• **WHAT IS NEEDED**
Please reproduce every one of the rows below word for word, leaving the pictures out of your answer.

• **EXERCISE DATA**
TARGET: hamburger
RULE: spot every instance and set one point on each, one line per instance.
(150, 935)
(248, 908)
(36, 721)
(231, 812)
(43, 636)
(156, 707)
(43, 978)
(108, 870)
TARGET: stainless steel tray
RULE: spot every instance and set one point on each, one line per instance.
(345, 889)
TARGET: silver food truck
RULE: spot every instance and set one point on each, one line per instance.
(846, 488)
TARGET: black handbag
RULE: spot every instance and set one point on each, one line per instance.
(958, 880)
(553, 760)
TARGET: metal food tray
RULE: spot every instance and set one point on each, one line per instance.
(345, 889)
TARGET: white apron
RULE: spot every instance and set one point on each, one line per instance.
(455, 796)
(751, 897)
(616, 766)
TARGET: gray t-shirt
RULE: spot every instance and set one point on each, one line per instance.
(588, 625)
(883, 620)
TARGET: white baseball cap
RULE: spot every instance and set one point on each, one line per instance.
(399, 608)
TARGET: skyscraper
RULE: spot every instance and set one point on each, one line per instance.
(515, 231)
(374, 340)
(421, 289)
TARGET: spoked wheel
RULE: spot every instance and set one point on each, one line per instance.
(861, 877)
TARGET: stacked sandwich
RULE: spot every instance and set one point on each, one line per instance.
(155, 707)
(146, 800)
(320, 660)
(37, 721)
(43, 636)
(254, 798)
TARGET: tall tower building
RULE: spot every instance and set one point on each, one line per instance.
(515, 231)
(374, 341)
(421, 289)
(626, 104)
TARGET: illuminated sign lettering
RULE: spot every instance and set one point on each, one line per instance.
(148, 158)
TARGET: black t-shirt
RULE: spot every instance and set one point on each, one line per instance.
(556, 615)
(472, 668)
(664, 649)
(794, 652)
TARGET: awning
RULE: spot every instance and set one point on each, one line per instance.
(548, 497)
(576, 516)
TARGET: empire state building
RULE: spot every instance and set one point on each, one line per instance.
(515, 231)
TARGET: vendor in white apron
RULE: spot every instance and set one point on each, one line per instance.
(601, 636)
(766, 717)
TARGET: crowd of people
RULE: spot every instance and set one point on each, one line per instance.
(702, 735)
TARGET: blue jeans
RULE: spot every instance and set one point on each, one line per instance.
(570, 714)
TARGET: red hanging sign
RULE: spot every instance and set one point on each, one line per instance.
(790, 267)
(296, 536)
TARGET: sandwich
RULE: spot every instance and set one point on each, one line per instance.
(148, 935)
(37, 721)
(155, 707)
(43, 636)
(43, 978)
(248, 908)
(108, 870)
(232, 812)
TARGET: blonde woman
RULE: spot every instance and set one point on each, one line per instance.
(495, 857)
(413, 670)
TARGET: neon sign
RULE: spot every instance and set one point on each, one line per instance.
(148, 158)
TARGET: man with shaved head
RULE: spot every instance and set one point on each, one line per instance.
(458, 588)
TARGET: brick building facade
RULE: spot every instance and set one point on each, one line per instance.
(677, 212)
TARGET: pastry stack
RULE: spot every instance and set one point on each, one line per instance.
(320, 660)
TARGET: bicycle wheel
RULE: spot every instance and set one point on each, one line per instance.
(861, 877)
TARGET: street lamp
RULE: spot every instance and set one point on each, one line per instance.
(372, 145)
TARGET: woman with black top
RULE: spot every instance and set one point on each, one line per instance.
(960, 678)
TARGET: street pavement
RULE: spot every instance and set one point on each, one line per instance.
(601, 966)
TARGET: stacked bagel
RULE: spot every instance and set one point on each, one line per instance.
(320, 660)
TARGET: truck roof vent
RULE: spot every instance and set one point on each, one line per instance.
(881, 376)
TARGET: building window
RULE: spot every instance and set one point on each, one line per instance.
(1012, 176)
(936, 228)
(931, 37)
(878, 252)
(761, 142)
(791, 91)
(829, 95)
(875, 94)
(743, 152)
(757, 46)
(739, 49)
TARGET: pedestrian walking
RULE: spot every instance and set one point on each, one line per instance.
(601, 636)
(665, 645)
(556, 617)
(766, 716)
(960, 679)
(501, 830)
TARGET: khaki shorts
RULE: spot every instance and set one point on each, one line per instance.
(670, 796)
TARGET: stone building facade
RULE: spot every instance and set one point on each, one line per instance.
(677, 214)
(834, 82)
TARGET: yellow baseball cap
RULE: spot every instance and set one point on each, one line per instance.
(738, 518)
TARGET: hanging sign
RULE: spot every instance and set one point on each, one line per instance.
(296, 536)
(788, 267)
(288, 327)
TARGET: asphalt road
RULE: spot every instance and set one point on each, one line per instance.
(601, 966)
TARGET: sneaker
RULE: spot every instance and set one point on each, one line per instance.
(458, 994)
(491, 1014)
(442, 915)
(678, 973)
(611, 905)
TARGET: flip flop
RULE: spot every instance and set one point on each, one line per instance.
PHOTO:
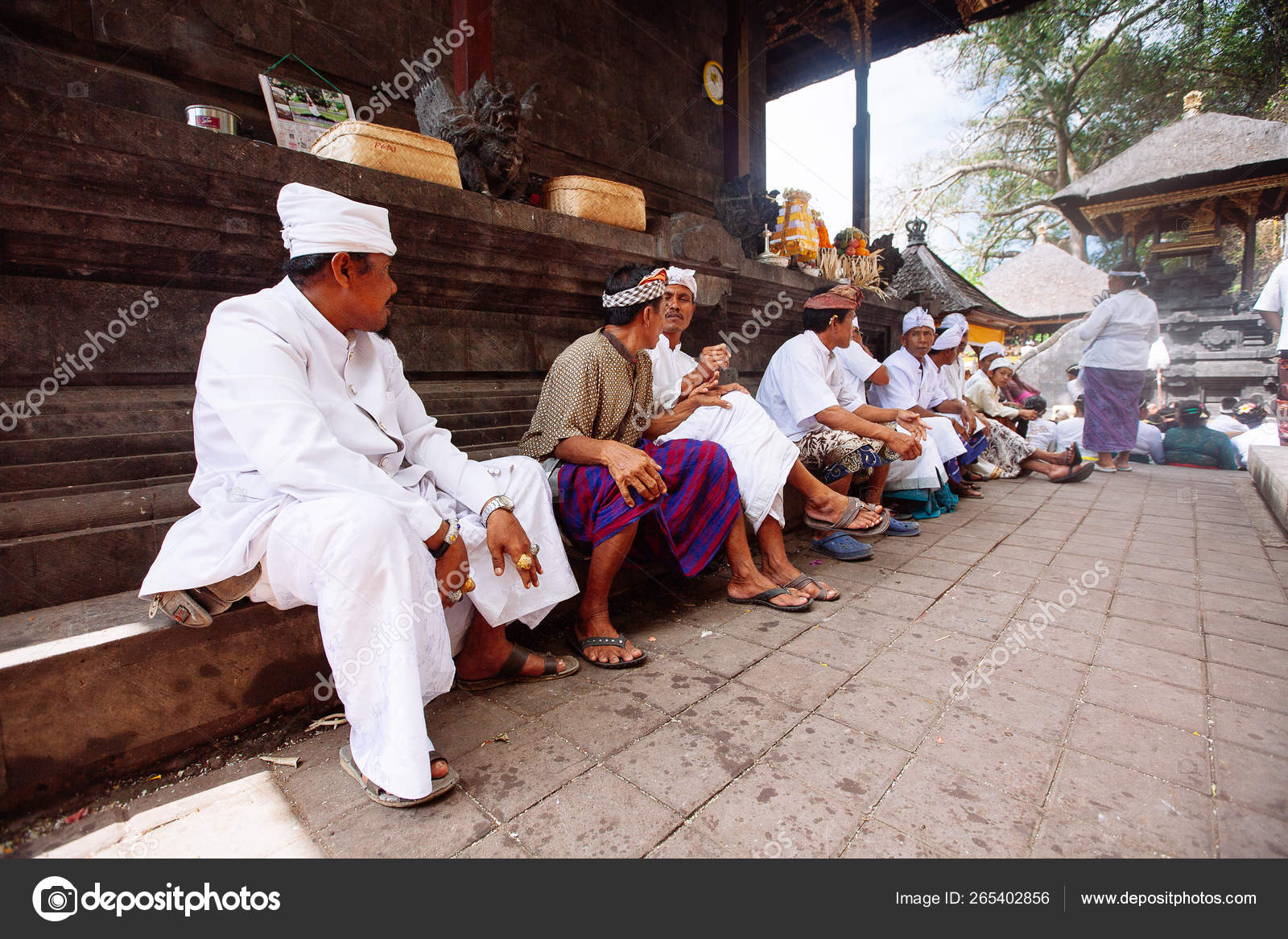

• **ANSWER TO THIS TASK**
TARGET: hamburger
RULE: spot every instance and set one point on each, one line per instance.
(150, 935)
(248, 908)
(36, 721)
(231, 812)
(43, 636)
(156, 707)
(43, 978)
(108, 870)
TARGET: stainless steel tray
RULE: spot every instance and set one point on each, one line per instance.
(345, 889)
TARGET: silver food truck
RULE: spot every instance and set one point on each, one line per instance.
(846, 488)
TARGET: black handbag
RULE: spot every instance and set one point on each, one line per instance.
(958, 880)
(553, 760)
TARGET: metal food tray
RULE: spot every instance and set one point on each, one line per instance.
(345, 889)
TARGET: white apron
RULE: spot every instance and set one point on each, one line per instance.
(455, 796)
(751, 897)
(616, 766)
TARGET: gray t-shirt
RULE: spot every instance and set one point on each, one line per instance.
(588, 625)
(883, 620)
TARGET: white baseball cap
RULE: spot every instance and set one point on each, one line per instance.
(399, 608)
TARGET: skyscraper
RULE: spot every instance and set one point on each, one line per instance.
(515, 231)
(374, 340)
(421, 289)
TARGET: spoked wheel
RULE: spot every instance and set one point on each, one line per instance.
(861, 877)
TARGET: stacked sandwich
RULE: spot every instance and set one point on each, one line per instance.
(155, 707)
(146, 800)
(320, 660)
(37, 721)
(43, 636)
(254, 798)
TARGET: tall tower building
RULE: spot every instance and set one point on each, one line per instance.
(515, 231)
(374, 341)
(421, 289)
(626, 104)
TARGET: illuminated sign lettering
RULE: spot every instance and set one point on each, one line per instance.
(148, 158)
TARGET: black t-shirt
RULE: spot every instance and set one point on each, one line per instance.
(556, 615)
(472, 668)
(664, 649)
(794, 652)
TARGET: awning
RULE: spot every instance and set one point on each, one line per instance.
(548, 497)
(576, 516)
TARGET: empire state building
RULE: spot every instance and set one point on each, one line per instance.
(515, 231)
TARGET: vendor in white apron
RULE: spot every instance and set one point on each, one line per instance.
(601, 636)
(766, 717)
TARGET: crowd of people
RULE: spot every instance and set one point on each, one line per instance.
(702, 735)
TARGET: blue jeans
RULE: spot every instance and set one point on each, one line per instance.
(570, 714)
TARGET: red hanging sign
RULE: spot every instance and set one point on each, one line per instance.
(790, 267)
(296, 536)
TARGET: sandwich
RULE: spot every instance and set one point on each, one line per instance.
(148, 935)
(37, 721)
(155, 707)
(43, 636)
(43, 978)
(248, 908)
(108, 870)
(232, 812)
TARGET: blonde woman
RULE: spot every instance and set one point on each, one line per instance.
(495, 857)
(413, 670)
TARGET: neon sign
RULE: spot every instance and set one point on each, one line per instance.
(148, 158)
TARGET: man with shaved head
RULE: spot every instance and set one point on each, one line per instance.
(458, 588)
TARGET: brick building facade
RULE: spot every instance and set one point on each, one line per instance.
(677, 212)
TARGET: pastry stack
RULE: spot every instance and set one point on each, one line per instance.
(320, 660)
TARGET: bicycle wheel
RULE: spot every instance and set one point on each, one line per instance.
(861, 877)
TARGET: street lamp
RULE: spot every instance and set one point on each, one line per instance.
(372, 145)
TARGET: woman with black top
RULE: spot every instance and set one point on each, one line per instance.
(960, 678)
TARGET: street pavement
RULE: spot every instance and set one point on each, one line per instance.
(601, 966)
TARGET: stacked bagel
RULE: spot every instance and set one point on each, one line per instance.
(320, 660)
TARGET: truck roof vent
RULE: spot every instance and set one point on each, one line per instance.
(881, 376)
TARGET: building window
RULE: spot every instance and set one point on each, one line per instance.
(1012, 176)
(936, 228)
(931, 37)
(878, 252)
(761, 142)
(791, 91)
(829, 95)
(875, 94)
(743, 152)
(757, 46)
(739, 49)
TARGET: pedestrian walking
RULE: spot every instance and set one point on each, one line per instance.
(601, 636)
(665, 645)
(556, 617)
(766, 716)
(960, 679)
(501, 830)
TARGET: khaki shorts
RULE: spot every instance and set one point on each, one line per instance.
(670, 796)
TARGET: stone building facade
RULE: spot every instance and set one point on each, one line per instance.
(677, 214)
(834, 82)
TARGET: yellow baseball cap
RULE: spot every instance and set one point on each, one line per instance.
(738, 518)
TARGET: hanging sign
RULE: spot every instance and set one point on each, one line per instance.
(296, 536)
(788, 267)
(288, 327)
TARGET: asphalt road
RULE: spot every instance and set one point on each, one line per instance.
(601, 966)
TARGET: sneaker
RULE: spot every instance and set one point on each, one line per instance.
(458, 994)
(491, 1014)
(442, 915)
(678, 973)
(611, 905)
TARGET: flip flop
RULE: spot every instance and set one point on each, one line per instance.
PHOTO:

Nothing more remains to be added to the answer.